▶ [Set problem]:
Please copy out each of the following entries word for word, changing nothing.

Position identification records
________________
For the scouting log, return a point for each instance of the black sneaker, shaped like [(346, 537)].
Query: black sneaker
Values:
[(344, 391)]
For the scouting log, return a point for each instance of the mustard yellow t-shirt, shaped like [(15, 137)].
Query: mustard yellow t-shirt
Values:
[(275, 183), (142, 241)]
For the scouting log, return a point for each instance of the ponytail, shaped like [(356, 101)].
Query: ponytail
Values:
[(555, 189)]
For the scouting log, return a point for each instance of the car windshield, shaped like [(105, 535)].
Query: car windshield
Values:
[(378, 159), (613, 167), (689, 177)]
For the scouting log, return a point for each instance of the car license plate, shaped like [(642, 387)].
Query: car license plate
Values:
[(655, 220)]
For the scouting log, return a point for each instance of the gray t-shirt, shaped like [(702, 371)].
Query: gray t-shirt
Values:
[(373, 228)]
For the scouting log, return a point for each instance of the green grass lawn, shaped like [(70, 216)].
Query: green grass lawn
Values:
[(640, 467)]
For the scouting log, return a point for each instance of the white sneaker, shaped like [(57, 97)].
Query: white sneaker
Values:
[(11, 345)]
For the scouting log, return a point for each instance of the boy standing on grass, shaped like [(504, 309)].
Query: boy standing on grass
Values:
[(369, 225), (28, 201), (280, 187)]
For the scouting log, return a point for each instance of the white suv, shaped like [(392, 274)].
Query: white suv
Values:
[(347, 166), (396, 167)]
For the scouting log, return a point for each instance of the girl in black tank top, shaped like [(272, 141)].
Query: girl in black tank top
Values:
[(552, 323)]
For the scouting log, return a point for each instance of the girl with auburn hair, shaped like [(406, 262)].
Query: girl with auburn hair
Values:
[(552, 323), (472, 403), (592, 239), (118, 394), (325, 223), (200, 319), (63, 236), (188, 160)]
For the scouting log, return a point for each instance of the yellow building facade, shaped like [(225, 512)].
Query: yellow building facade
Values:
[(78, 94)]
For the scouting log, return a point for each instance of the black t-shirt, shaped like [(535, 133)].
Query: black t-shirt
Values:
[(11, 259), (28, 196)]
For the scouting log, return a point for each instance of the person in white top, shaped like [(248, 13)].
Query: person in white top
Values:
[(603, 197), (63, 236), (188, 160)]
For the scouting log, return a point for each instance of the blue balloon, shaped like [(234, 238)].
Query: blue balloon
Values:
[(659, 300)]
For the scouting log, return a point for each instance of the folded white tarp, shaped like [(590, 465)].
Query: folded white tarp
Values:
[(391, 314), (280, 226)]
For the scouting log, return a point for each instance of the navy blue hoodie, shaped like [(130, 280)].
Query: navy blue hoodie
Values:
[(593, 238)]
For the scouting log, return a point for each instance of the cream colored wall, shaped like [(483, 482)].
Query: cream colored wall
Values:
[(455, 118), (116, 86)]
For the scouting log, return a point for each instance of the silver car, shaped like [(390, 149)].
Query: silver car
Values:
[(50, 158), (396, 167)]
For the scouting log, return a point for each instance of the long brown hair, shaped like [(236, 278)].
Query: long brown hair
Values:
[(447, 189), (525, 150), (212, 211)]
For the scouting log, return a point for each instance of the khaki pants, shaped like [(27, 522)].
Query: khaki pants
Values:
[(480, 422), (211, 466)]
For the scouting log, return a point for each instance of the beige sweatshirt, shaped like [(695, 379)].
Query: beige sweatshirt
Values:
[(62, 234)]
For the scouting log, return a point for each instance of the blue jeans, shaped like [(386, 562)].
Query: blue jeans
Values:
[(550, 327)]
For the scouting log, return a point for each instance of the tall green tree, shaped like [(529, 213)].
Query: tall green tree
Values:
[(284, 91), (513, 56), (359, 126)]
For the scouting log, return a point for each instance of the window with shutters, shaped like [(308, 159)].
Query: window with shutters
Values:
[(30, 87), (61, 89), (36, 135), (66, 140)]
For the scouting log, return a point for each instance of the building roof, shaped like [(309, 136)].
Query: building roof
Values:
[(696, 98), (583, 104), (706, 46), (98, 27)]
________________
▶ [Solution]:
For the scouting log, return a point for each instance of the black sneaker, shaped like [(346, 537)].
Query: black sneaker
Values:
[(344, 391)]
For the scouting log, return a point for each instance of the mustard yellow t-shirt, shaped like [(15, 137)].
Query: mustard yellow t-shirt
Values:
[(275, 183), (142, 241)]
For the scouting log, return a point for each instance of the ponytail, shaped like [(356, 101)].
Query: ponytail
Values:
[(555, 189)]
For the scouting log, return a point for each instance of the car windshield, shaped like [(105, 535)].
Query: car windshield
Values:
[(378, 159), (613, 167), (689, 177)]
For the scouting log, return a point for each instance of the car license plate, shaped like [(642, 387)].
Query: car license plate
Values:
[(655, 220)]
For the scouting log, return a point for each instance of the gray t-shirt, shaped like [(702, 371)].
Query: gray t-shirt
Values:
[(373, 228)]
For the scouting log, return a point for each instance of the green grass lawn, shaped like [(70, 216)].
Query: green grass lawn
Values:
[(640, 467)]
For the scouting log, return a point for each instance of the white sneaker, shaped like [(57, 97)].
Query: white sneaker
Values:
[(11, 345)]
For the scouting log, return a point for each instance of the boy standing on grass, shaped like [(504, 309)].
Query: boy standing on grass
Values:
[(369, 225), (28, 201), (280, 187)]
For the scouting log, return a point for each instance of the white suv, shaped like [(392, 274)].
Query: white suv
Values:
[(347, 166), (396, 167)]
For the scouting log, return a point for each instance of the girl in black tank top, shaped like [(272, 141)].
Query: girl in black tank top
Values:
[(552, 323)]
For the scouting log, return a point for each instance of the girl with auburn hair, shaped like [(406, 262)].
Query: girl with auburn hair
Values:
[(552, 323), (472, 403), (592, 239), (118, 394), (325, 223), (200, 319), (63, 236), (188, 160)]
For the scouting log, return a point for each instance of the yellow building facade, shaped like [(225, 512)].
Query: yellow building facade
Values:
[(78, 94)]
For the scouting log, return a point for each instance of the black t-shirt, shaped like [(535, 133)].
Query: black t-shirt
Values:
[(11, 259), (28, 196)]
For the scouting log, return a point for each instance of the person in white top, shaped like [(248, 13)].
Query: person in white top
Values:
[(603, 197), (63, 236), (188, 160)]
For the scouting log, return a point for each instance of the blue balloon, shaped like [(234, 238)].
Query: blue balloon
Values:
[(659, 300)]
For the scouting log, return a point for each instance of the folded white tarp, shaped like [(590, 465)].
Query: folded white tarp
Values:
[(391, 314), (280, 226)]
For the scouting log, return a point for each instance of the navy blue hoodie, shaped like [(130, 280)].
Query: navy blue hoodie
Values:
[(593, 238)]
For the scouting log, return a point for each instance of the cream colored wall, shaped like [(483, 482)].
Query: cream colored wall
Values:
[(455, 118), (116, 86)]
For the scouting log, return a point for each instance of the silver car, shaped like [(390, 149)].
Query: silver car
Values:
[(50, 158), (396, 167)]
For the scouting log, return a point for each instance of the long brown hair, shaped like [(236, 278)].
Query: long brown hair
Values:
[(447, 189), (525, 150), (212, 211)]
For the scouting log, return a point for each instance of the khaki pants, shaped like [(27, 522)].
Query: khaki pants
Values:
[(480, 422), (211, 466)]
For the scouting log, return a point for each instance of the beige sweatshirt, shaped like [(695, 379)].
Query: beige sweatshirt
Values:
[(62, 234)]
For the scouting log, return a point for each instance of the blue jeans, shaped like [(386, 562)].
Query: blue jeans
Values:
[(550, 327)]
For the scouting log, return a point for each instance of the tall green tree, shaped like [(529, 213)].
Query: tall green tree
Values:
[(284, 91), (513, 56), (359, 126)]
For the scouting log, return a point for each instance of the window with shutters, shaped like [(308, 159)].
Query: window with shutters
Values:
[(30, 87), (61, 89), (36, 135), (66, 140)]
For the scouting log, return a point for each instance of the building roof, shaped like [(309, 136)].
Query: building roof
Values:
[(696, 98), (583, 104), (706, 46), (98, 27)]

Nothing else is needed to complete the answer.